*OBJECTIVES*
1: According to the review response, what does most of the literature on learned test-time augmentation emphasize?
2: Reproduce everything in the review response from "On the novelty w.r.t learned" down to "efficient conformal predictors.".

*TEXT SECTION*

------------------------------------------------

Thanks for providing a thoughtful review. We believe this paper to be an important contribution to the literature on making conformal prediction practically useful, for the reason you describe: the method proposed is simple and effective.
On the novelty w.r.t. conformal prediction: We agree that it is well known that better classifiers lead to better conformal predictors. We did not intend to convey the impression that this was a contribution of the paper. Instead, our goal is to demonstrate the surprising effectiveness of a simple and efficient method to improve the underlying model. Additionally, while there is literature on ensembles in conformal prediction, none present the possibility of a test-time ensemble, which is computationally cheaper than alternate approaches.
On the novelty w.r.t learned test-time augmentation policies: We agree that the value of learned test-time augmentation policies has been established; however, a majority of the literature emphasizes the value of TTA to Top-1 classification accuracy. In contrast, our work shows that the benefits of test-time augmentation are not limited to the highest predicted probability; improvements in top-k accuracy produce significantly more efficient conformal predictors.

------------------------------------------------

Stored items from a collection:
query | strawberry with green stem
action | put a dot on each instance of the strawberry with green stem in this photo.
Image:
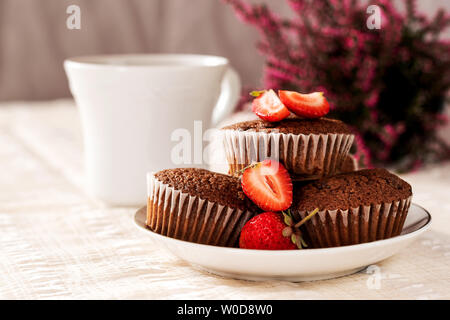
(273, 231)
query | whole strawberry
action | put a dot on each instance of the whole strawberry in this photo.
(273, 231)
(265, 232)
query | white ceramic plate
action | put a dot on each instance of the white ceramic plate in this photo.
(291, 265)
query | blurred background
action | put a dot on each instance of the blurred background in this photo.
(34, 41)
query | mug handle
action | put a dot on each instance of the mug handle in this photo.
(229, 96)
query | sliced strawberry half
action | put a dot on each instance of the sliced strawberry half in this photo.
(269, 107)
(310, 105)
(268, 185)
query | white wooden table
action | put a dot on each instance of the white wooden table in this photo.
(57, 243)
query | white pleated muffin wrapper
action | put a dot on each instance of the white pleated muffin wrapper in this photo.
(180, 215)
(333, 228)
(305, 156)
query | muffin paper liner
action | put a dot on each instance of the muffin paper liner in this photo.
(306, 157)
(333, 228)
(180, 215)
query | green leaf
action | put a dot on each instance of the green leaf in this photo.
(304, 245)
(288, 220)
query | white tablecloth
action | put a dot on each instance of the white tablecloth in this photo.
(58, 243)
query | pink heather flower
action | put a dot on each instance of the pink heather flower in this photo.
(335, 53)
(372, 100)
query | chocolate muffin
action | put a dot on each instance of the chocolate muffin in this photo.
(197, 205)
(308, 148)
(355, 207)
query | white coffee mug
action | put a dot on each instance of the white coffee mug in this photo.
(131, 104)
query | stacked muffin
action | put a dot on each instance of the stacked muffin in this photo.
(290, 163)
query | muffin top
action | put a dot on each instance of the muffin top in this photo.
(215, 187)
(350, 190)
(293, 125)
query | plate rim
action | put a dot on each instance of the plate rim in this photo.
(376, 243)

------------------------------------------------

*RESPONSES BY TASK*
1: It emphasizes the value of test-time augmentation to Top-1 classification accuracy.

2:
On the novelty w.r.t learned test-time augmentation policies: We agree that the value of learned test-time augmentation policies has been established; however, a majority of the literature emphasizes the value of TTA to Top-1 classification accuracy. In contrast, our work shows that the benefits of test-time augmentation are not limited to the highest predicted probability; improvements in top-k accuracy produce significantly more efficient conformal predictors.